# Caucasian Shepherd/Caucasian Ovcharka



## Elina (Jul 22, 2009)

So a few days ago my partner, my Dad and I were watching a show about Russia's prisons and we saw the most beautiful dogs; Caucasian Shepherd's. 

After the show we were talking about these dogs far more then about the Russian prison system and so we had a look on the net to see if the prison guard was very short or if the dogs were indeed as big as they looked. 

We started our search looking on the Kennel club website but alas they were not on there as far as I could see, are they a registered breed in the UK?

I then looked to see if they had other names which they seem but the most common names seem to be "Caucasian shepherd" or "Caucasian Ovcharka". I found out quite a bit about them but I could not see if anyone has one in this country. Does anyone on here have one?

My Dad is very interested in meeting one as he is very fond of big dogs, not as a status thing (I don't think Irish wolf hounds are very foreboding hehe), he has just always had big dogs and he loves them.

* **REQUIRED ACTIONS**:
A) In the Caucasian Shepherd post, reproduce the passage from "I then looked" to "he loves them.".
B) Based on the Caucasian Shepherd post, answer yes or no for each statement, and back each answer with the deciding words from the post, quoted exactly: (i) The search began on the Kennel club website. (ii) The writer found that someone in the UK owns one of these dogs. (iii) The Dad's interest in meeting one is about status.
C) Shorten the paragraph of the Caucasian Shepherd post that begins "After the show we were talking" while keeping its main facts.

* **SUPPLIED RECORDS**:

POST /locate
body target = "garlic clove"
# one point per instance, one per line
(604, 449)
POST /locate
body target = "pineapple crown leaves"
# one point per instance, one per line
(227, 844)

* **SOLVED PROBLEMS**:
A)
I then looked to see if they had other names which they seem but the most common names seem to be "Caucasian shepherd" or "Caucasian Ovcharka". I found out quite a bit about them but I could not see if anyone has one in this country. Does anyone on here have one?

My Dad is very interested in meeting one as he is very fond of big dogs, not as a status thing (I don't think Irish wolf hounds are very foreboding hehe), he has just always had big dogs and he loves them.

B)
(i) Yes: "We started our search looking on the Kennel club website"
(ii) No: "I could not see if anyone has one in this country"
(iii) No: "not as a status thing"

C) After the show, they talked about the dogs far more than about the Russian prison system. They searched the internet to find out whether the prison guard was very short or the dogs really were as big as they looked.